*INSTRUCTION*
Starting with the line that contains "target | city wall", copy every line through the end of the data below, exactly and with nothing added.

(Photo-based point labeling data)
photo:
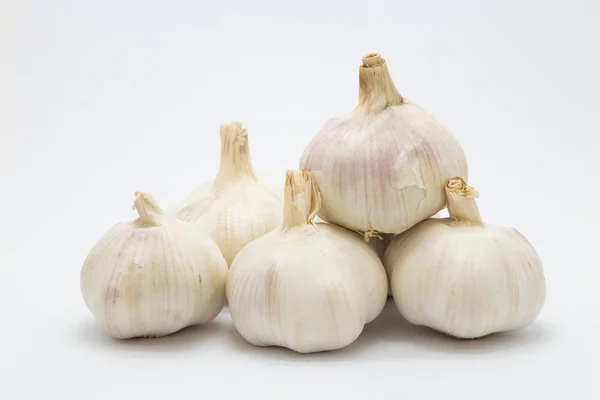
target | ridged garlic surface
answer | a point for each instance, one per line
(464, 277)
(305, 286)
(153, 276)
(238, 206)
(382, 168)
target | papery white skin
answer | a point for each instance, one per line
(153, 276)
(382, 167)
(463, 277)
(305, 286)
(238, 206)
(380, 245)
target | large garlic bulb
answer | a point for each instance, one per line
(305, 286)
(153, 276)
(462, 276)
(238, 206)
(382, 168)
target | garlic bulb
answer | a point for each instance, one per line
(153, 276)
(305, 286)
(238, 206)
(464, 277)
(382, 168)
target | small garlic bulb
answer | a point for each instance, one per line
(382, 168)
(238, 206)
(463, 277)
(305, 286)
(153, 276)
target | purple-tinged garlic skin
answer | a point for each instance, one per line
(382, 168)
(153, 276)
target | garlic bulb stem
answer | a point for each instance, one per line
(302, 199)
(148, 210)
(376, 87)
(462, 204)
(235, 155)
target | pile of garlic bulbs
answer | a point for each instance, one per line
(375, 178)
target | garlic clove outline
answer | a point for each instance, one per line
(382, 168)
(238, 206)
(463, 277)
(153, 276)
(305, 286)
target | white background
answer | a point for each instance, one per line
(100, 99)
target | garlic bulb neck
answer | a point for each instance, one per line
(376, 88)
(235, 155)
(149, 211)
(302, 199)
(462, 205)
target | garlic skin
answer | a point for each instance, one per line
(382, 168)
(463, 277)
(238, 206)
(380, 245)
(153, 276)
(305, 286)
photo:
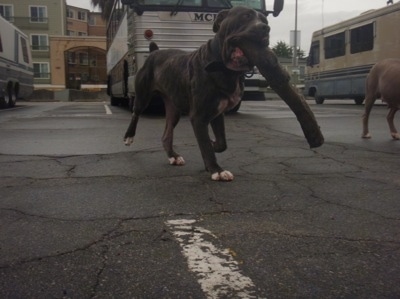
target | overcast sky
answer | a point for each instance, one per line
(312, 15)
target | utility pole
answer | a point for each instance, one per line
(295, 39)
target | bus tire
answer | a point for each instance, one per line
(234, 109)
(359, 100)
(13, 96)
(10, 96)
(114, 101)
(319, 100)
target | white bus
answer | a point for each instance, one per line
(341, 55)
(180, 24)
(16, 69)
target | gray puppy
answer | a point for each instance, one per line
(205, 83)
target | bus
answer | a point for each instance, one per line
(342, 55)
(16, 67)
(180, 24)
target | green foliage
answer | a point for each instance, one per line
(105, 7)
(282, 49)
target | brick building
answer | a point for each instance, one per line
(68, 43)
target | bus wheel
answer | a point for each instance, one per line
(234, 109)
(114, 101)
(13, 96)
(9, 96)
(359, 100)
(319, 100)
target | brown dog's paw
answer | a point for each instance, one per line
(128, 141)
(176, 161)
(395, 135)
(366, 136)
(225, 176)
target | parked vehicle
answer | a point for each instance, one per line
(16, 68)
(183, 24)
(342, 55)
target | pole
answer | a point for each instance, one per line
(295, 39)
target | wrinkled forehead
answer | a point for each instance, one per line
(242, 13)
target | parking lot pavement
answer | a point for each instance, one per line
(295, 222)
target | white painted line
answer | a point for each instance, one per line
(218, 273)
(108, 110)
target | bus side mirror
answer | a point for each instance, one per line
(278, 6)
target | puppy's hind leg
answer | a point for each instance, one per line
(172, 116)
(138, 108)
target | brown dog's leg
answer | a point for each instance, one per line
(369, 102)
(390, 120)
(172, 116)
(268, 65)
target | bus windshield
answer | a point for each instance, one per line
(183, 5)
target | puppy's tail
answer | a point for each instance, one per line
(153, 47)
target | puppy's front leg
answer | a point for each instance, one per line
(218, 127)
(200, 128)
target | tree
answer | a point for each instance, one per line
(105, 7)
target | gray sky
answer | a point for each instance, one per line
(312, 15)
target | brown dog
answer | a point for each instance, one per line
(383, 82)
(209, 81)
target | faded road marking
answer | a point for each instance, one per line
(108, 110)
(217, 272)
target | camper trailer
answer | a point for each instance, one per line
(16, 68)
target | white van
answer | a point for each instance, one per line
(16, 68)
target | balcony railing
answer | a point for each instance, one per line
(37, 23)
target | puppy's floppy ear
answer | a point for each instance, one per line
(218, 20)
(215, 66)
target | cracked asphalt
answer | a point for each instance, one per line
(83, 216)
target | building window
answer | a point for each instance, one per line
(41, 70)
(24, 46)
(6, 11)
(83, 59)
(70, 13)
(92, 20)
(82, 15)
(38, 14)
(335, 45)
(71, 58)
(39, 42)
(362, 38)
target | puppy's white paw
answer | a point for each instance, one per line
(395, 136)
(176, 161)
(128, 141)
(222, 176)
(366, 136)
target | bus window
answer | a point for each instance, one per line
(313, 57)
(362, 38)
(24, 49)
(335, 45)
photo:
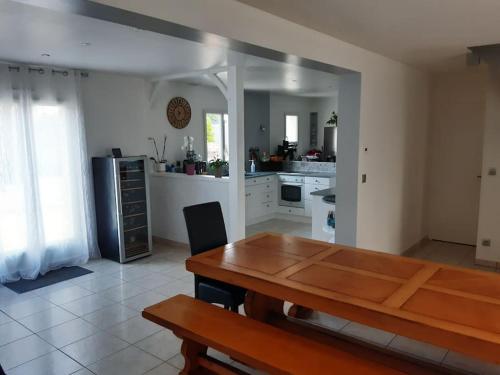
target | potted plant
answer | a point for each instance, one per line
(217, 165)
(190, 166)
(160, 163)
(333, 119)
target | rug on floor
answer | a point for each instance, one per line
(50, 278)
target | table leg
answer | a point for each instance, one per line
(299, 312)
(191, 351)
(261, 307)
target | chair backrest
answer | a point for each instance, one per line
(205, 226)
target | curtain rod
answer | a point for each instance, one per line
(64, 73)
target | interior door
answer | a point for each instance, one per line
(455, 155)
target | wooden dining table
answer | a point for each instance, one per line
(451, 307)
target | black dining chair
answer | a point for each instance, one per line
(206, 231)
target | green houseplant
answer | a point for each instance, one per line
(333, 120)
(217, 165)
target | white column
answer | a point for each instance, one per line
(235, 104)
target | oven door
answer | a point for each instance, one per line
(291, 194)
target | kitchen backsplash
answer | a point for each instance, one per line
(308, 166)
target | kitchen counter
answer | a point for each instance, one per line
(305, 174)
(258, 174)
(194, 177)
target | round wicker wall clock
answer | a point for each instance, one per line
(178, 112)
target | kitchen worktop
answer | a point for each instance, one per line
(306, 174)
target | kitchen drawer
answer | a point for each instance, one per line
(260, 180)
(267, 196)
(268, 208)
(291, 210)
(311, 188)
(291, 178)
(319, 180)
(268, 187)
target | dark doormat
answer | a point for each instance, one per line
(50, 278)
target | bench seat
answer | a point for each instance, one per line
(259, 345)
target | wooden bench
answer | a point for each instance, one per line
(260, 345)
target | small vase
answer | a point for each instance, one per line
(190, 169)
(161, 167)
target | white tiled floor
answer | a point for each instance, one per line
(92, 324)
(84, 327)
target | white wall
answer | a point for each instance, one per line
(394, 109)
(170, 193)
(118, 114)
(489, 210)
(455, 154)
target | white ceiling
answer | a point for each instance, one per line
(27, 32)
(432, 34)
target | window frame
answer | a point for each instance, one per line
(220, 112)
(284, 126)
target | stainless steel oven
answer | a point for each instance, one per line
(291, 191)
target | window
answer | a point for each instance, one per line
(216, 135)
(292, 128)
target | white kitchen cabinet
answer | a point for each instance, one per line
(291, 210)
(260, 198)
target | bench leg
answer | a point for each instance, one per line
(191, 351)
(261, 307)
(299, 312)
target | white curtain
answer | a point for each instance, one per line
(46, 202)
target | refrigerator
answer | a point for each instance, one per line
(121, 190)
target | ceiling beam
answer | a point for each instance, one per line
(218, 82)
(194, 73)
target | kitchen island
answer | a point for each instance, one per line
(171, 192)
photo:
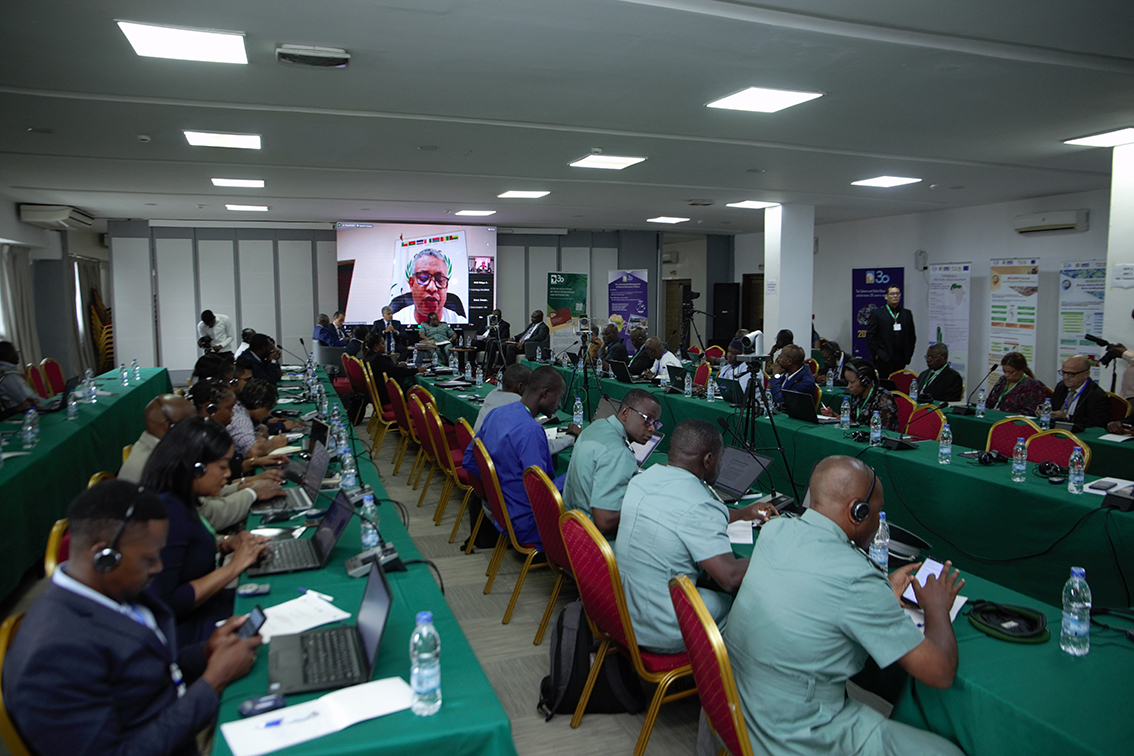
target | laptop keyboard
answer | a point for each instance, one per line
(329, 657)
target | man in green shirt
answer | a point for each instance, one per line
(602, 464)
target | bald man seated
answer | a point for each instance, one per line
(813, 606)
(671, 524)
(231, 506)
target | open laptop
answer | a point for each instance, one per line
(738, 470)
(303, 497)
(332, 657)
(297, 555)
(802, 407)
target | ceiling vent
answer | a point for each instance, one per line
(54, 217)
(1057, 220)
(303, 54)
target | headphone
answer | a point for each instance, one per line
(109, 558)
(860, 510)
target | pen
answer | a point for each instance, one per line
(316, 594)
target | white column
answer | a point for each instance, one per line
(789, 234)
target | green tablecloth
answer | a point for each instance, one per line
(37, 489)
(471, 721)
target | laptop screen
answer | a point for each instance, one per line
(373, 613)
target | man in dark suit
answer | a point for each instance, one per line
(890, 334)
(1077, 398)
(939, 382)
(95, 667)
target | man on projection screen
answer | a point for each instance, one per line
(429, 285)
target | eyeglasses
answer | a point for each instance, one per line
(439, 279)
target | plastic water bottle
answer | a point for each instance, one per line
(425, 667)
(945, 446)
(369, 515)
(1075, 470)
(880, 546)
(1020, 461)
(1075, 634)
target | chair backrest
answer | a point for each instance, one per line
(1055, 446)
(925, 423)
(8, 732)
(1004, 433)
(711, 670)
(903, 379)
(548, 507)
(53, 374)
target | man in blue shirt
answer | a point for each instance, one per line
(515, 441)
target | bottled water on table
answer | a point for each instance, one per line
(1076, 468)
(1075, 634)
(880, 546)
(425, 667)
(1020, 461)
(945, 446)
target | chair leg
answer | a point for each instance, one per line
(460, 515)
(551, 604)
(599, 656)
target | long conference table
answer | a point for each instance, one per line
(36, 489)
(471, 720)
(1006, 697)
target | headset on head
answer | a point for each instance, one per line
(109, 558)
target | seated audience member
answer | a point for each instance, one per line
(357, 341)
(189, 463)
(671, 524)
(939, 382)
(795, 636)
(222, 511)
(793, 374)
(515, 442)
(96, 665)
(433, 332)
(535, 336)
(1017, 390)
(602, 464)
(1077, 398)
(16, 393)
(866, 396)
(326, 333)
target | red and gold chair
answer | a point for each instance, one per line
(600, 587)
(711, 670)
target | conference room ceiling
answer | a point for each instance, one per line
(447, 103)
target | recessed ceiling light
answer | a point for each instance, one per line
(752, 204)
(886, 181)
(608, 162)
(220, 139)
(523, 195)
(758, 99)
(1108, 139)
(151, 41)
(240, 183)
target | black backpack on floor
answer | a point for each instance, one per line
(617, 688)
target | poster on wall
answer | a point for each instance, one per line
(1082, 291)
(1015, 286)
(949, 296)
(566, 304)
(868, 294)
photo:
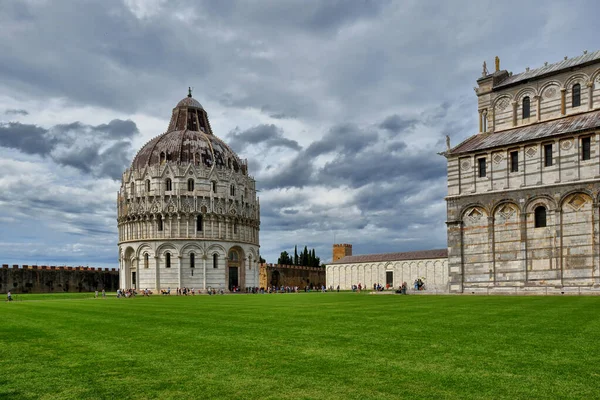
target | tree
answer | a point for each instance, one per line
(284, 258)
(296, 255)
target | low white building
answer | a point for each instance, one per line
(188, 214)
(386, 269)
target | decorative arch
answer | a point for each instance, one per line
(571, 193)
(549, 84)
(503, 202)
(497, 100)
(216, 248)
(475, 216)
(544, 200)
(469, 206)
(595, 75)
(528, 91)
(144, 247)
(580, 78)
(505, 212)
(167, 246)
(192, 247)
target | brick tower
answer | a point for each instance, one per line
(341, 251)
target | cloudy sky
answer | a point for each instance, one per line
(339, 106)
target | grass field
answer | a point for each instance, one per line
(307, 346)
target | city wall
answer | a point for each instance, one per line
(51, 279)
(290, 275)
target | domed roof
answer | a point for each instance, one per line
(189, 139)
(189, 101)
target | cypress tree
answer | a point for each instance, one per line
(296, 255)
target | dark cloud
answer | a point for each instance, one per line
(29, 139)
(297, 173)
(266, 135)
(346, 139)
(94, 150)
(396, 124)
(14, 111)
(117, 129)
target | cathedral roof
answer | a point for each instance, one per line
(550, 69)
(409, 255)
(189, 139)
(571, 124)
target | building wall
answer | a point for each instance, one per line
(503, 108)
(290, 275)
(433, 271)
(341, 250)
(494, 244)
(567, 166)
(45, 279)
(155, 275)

*FINISHED EXERCISE*
target | city wall
answer | a point for each instance, one per line
(51, 279)
(290, 275)
target | domed roof
answer | a point for each instance, one per line
(189, 139)
(189, 101)
target | cypress tree
answer | a point for each instance, one per line
(296, 255)
target | dark cloud
answer | a point for each instance, one per line
(29, 139)
(297, 173)
(266, 135)
(346, 139)
(94, 150)
(396, 124)
(14, 111)
(117, 129)
target | cathedral roof
answer | a point for each instance, one per line
(550, 69)
(409, 255)
(189, 139)
(571, 124)
target | building wall
answer | a point for each instance, one per line
(503, 108)
(290, 275)
(433, 271)
(341, 250)
(494, 244)
(567, 166)
(45, 279)
(155, 275)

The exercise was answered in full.